### [AIM OF THE TASK]
How many lines in the items below contain the string "bark"? Case matters. Reply with the number alone.

### [INFORMATION PROVIDED]
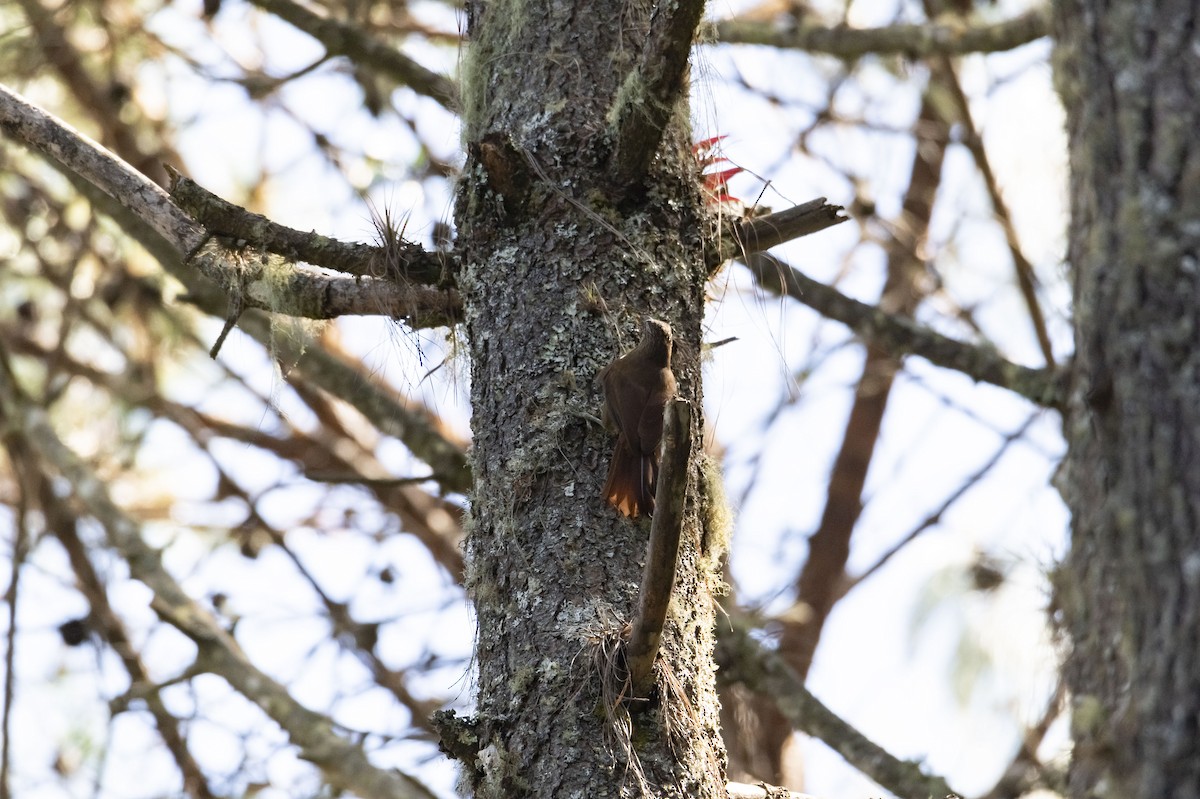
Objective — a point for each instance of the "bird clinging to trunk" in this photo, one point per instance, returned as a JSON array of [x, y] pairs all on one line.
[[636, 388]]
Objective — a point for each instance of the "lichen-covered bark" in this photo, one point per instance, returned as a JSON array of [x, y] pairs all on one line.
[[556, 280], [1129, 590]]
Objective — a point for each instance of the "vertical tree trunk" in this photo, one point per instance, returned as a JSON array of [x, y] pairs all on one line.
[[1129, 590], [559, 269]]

==

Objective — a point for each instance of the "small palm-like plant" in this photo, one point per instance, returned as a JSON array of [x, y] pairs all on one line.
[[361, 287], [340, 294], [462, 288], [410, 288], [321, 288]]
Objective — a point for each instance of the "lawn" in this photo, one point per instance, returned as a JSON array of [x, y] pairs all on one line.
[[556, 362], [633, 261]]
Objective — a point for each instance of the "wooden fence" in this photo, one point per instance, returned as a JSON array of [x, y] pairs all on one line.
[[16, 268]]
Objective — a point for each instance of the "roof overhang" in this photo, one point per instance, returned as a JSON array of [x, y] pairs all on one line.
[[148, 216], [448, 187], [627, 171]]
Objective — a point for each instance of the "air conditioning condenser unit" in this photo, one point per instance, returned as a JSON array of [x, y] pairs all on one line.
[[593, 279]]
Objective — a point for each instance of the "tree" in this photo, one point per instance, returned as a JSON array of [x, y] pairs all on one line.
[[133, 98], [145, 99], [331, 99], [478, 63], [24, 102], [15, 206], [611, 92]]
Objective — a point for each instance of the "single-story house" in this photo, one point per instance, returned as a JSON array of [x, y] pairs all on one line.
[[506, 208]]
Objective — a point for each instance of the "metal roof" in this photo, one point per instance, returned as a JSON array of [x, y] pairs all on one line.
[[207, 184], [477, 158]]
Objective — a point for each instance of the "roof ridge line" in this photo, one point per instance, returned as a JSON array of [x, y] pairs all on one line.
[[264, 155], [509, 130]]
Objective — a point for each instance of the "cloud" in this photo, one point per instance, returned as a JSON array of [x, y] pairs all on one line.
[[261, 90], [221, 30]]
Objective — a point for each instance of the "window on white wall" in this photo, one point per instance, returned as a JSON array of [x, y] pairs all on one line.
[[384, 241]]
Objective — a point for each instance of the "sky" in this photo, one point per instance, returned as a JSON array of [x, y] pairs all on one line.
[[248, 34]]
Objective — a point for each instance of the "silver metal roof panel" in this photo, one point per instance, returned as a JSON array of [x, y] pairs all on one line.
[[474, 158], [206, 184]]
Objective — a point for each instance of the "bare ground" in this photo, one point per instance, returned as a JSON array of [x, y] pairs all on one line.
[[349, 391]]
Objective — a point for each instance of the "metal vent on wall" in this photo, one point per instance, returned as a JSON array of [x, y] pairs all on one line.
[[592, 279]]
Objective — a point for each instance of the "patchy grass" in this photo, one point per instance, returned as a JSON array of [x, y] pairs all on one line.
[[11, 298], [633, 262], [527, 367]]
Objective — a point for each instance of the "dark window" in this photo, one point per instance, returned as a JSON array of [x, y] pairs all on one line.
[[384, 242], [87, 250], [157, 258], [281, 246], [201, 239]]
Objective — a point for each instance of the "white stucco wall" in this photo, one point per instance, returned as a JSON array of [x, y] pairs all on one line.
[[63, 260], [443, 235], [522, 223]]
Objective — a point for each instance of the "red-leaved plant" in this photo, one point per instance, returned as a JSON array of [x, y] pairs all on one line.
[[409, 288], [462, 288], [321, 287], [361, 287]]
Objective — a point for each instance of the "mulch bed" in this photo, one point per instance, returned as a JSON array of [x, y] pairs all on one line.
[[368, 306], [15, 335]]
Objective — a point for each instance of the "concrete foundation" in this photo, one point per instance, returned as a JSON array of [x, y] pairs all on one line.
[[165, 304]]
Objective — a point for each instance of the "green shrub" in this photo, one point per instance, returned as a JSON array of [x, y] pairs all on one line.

...

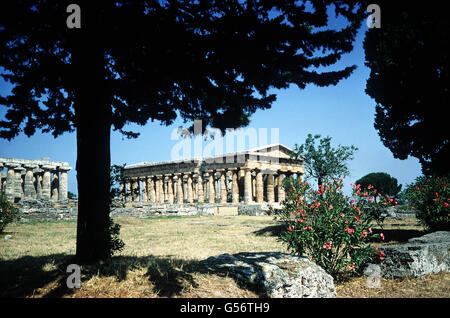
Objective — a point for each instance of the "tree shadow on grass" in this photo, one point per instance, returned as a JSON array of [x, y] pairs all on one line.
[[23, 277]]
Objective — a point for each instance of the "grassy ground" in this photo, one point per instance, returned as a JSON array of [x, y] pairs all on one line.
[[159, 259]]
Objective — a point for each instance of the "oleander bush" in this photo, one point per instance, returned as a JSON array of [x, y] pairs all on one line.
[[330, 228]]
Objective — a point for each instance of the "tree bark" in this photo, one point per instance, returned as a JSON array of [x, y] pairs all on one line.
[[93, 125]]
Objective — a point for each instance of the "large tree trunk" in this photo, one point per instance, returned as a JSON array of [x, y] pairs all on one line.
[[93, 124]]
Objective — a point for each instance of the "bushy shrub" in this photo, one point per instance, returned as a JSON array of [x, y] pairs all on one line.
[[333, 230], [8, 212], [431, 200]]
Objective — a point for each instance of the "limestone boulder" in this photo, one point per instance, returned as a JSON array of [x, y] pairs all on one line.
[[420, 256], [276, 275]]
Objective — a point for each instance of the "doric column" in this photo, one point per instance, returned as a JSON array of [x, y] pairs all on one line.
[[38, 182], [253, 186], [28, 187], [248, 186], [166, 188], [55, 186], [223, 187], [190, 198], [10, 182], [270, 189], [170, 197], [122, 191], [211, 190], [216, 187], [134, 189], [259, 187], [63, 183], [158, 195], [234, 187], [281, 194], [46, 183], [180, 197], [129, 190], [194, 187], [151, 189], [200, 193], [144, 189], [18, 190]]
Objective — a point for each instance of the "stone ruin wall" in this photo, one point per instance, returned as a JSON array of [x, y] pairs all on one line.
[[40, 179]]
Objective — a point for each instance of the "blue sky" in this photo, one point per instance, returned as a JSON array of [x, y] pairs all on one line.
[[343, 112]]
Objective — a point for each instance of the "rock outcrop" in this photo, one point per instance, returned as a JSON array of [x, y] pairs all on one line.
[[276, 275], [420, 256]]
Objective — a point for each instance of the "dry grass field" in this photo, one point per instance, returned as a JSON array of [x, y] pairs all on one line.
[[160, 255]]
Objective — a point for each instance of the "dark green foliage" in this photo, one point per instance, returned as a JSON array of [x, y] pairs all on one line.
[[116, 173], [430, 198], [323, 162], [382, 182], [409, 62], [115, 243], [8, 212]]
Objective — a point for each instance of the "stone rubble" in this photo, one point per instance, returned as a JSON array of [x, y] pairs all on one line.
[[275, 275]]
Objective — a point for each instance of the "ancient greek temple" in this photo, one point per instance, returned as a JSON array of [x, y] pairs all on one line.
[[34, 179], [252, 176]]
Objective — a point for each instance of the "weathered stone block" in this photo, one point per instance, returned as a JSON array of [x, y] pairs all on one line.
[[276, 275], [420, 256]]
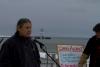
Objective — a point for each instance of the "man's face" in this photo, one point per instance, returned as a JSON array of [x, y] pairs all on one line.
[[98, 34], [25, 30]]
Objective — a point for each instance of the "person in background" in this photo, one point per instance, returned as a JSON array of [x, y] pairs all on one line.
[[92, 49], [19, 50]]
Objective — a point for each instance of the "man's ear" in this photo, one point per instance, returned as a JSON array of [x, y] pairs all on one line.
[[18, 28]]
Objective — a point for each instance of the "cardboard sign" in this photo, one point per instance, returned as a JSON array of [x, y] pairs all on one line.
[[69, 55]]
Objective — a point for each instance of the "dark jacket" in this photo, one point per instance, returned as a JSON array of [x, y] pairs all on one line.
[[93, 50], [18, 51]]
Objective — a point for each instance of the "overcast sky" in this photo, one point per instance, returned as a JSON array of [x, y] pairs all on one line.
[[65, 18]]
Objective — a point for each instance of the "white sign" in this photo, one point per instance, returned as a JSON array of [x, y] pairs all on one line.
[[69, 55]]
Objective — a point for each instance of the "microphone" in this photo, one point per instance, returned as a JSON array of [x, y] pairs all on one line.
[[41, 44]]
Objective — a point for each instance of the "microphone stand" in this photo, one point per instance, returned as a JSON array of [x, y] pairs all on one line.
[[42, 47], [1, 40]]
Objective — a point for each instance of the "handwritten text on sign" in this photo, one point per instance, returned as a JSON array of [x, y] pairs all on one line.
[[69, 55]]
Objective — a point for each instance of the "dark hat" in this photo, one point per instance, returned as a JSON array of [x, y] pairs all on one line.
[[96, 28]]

### [IN RESPONSE]
2